---------- Data supplied ----------

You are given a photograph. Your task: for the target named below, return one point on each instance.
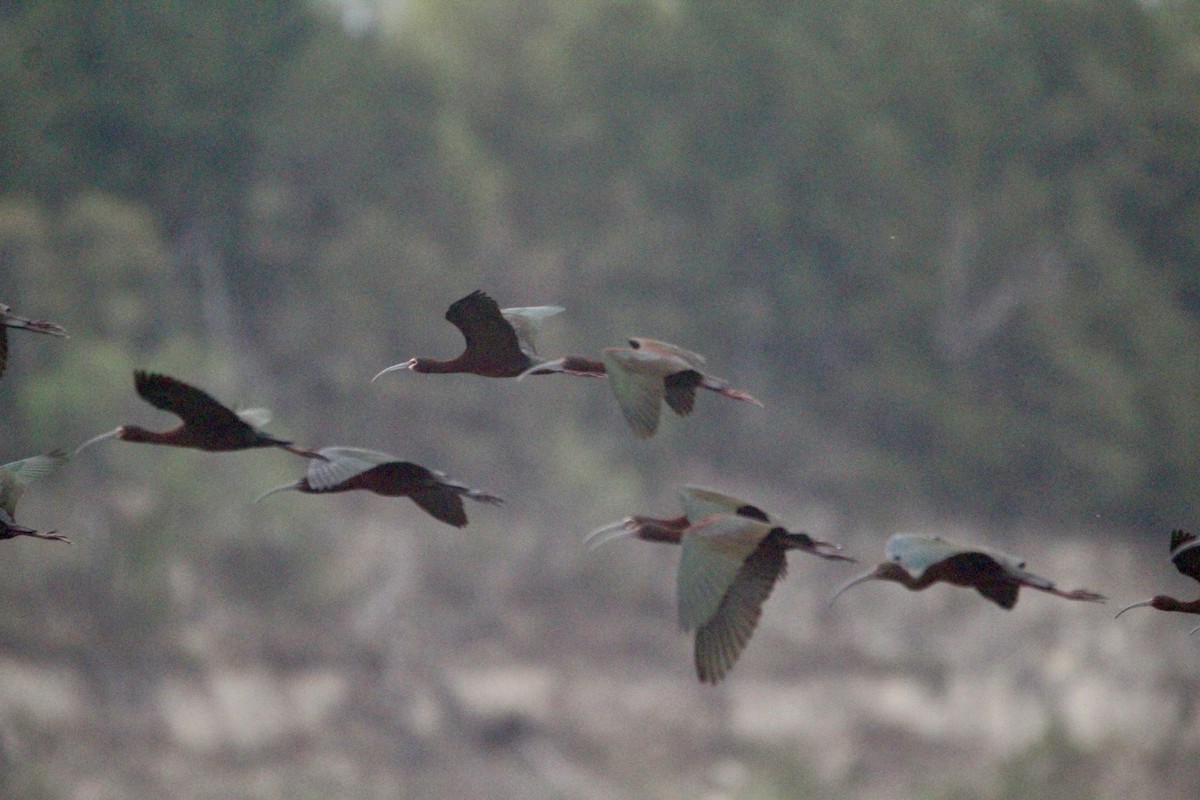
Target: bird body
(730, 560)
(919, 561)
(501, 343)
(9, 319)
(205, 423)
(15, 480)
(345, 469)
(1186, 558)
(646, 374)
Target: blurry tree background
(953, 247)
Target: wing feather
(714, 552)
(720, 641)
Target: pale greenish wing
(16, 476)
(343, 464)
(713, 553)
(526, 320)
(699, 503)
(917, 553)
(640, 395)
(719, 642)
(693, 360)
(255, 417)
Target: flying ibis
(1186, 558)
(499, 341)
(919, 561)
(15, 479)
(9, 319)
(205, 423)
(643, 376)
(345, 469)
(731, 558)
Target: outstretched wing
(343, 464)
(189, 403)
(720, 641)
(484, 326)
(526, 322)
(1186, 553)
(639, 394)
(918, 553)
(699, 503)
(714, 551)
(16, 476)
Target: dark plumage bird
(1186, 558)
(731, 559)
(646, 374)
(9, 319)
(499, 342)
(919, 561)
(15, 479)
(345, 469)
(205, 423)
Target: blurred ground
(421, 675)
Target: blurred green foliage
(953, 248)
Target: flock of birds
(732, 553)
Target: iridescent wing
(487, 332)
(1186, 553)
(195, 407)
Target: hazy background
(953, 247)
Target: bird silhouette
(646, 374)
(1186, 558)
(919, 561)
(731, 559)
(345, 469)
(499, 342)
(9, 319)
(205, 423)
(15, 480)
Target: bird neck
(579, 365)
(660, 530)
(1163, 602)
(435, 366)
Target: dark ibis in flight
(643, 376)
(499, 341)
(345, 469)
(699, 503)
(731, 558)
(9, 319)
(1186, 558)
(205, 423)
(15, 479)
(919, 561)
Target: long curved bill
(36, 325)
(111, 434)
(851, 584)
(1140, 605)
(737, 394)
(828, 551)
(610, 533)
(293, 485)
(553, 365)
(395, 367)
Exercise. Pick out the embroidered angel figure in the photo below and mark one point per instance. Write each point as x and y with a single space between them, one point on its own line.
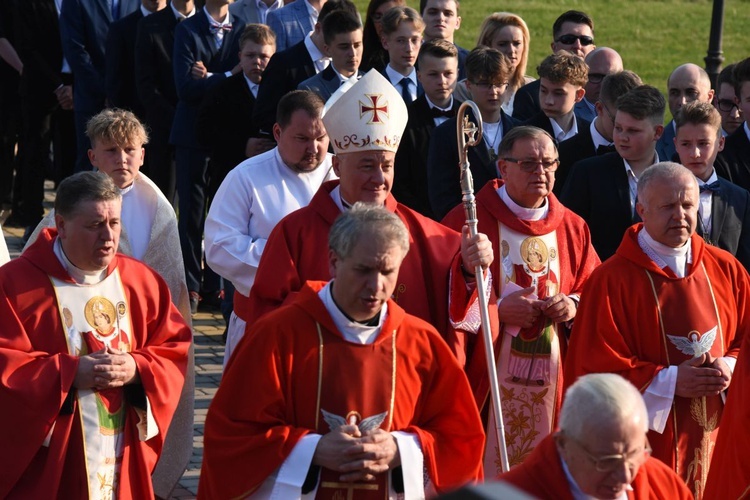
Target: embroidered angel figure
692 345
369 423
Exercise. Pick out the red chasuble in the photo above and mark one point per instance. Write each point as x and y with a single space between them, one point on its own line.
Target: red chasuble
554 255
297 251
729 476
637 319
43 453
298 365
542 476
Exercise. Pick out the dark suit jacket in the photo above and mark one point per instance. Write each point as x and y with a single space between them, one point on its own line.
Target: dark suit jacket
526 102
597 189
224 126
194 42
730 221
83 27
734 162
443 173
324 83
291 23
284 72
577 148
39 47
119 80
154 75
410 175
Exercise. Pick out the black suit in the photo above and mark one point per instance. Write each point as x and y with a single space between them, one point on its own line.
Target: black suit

----------
---------- Data supplied ----------

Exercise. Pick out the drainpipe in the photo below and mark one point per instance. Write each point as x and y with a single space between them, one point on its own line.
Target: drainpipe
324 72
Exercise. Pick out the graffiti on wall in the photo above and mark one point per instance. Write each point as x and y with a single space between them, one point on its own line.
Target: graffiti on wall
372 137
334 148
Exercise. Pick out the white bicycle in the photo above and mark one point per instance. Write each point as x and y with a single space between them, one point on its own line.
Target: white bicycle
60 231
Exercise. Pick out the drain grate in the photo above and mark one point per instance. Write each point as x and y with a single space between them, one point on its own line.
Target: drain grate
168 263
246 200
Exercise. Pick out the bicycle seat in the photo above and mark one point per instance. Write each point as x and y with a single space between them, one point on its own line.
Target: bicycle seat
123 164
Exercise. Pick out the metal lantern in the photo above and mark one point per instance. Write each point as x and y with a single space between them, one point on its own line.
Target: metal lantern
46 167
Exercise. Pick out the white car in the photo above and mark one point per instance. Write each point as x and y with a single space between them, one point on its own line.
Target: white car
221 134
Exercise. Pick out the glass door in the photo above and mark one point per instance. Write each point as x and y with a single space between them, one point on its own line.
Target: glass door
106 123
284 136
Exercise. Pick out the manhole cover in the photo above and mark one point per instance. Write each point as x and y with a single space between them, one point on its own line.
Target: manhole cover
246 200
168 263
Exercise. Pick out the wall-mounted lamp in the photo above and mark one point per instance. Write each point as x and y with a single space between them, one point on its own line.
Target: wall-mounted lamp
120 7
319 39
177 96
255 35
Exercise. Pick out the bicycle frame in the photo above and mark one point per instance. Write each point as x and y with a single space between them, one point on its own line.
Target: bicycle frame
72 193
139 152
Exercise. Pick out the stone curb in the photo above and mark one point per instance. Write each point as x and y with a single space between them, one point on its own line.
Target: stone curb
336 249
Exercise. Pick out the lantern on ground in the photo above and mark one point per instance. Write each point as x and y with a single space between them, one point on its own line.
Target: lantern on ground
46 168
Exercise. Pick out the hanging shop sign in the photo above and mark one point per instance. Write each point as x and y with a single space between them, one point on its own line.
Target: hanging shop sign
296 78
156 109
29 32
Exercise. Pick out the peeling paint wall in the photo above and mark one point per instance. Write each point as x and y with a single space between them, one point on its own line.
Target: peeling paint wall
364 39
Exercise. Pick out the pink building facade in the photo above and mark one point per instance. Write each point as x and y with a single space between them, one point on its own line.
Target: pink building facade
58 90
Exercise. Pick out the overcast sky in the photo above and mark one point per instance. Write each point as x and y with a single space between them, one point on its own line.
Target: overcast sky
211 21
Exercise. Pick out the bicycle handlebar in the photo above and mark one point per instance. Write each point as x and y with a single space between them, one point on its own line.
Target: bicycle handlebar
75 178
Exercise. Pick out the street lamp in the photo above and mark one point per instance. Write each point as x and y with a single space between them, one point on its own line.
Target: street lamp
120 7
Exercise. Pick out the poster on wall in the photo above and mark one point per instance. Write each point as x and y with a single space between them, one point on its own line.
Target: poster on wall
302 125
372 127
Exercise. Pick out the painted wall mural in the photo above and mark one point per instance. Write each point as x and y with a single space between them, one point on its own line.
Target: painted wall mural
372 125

----------

» **Task instructions**: Lay out the data above as a numbered list, beginning at the line that contains "Target: flock of birds" and ending after the line that contains "Target: black suit". Omit blank lines and leave the pictures out.

» **Task output**:
1. Target: flock of birds
2. (732, 553)
3. Target: iridescent wing
4. (487, 332)
5. (1186, 553)
6. (195, 407)
7. Target: hazy background
8. (953, 247)
9. Target: bird silhouette
10. (646, 374)
11. (1186, 558)
12. (919, 561)
13. (731, 559)
14. (345, 469)
15. (499, 342)
16. (9, 319)
17. (205, 423)
18. (15, 480)
19. Target: bird neck
20. (579, 365)
21. (660, 530)
22. (1163, 602)
23. (435, 366)
24. Target: dark ibis in flight
25. (643, 376)
26. (499, 341)
27. (345, 469)
28. (699, 503)
29. (731, 558)
30. (9, 319)
31. (1186, 558)
32. (205, 423)
33. (15, 479)
34. (919, 561)
35. Target: long curved bill
36. (36, 325)
37. (111, 434)
38. (851, 584)
39. (1140, 605)
40. (737, 394)
41. (828, 551)
42. (610, 533)
43. (293, 485)
44. (553, 365)
45. (395, 367)
46. Exercise. Pick out the embroidered angel figure in the photo below and mark one point per instance. Write each point as x and y with a single space between them, one point on its own line.
47. Target: embroidered angel figure
48. 692 345
49. 369 423
50. Exercise. Pick out the red chasuble in the photo above and mark one point per instance. Write each point as x and y with a single space between them, one point on its own line.
51. Target: red chasuble
52. 554 255
53. 297 251
54. 729 476
55. 637 319
56. 43 453
57. 298 365
58. 542 476
59. Exercise. Pick out the dark suit jacket in the photo above and mark one point per instance. Write each point as x and y with a single space between them, one point on its own line.
60. Target: dark suit jacket
61. 526 102
62. 597 189
63. 224 126
64. 194 42
65. 730 221
66. 83 27
67. 734 162
68. 443 173
69. 324 83
70. 291 23
71. 284 72
72. 577 148
73. 39 47
74. 119 80
75. 154 75
76. 410 175
77. Exercise. Pick out the black suit in the photo above and mark one point per instance. Write each point as x and y with a single space between them, one point on its own line.
78. Target: black suit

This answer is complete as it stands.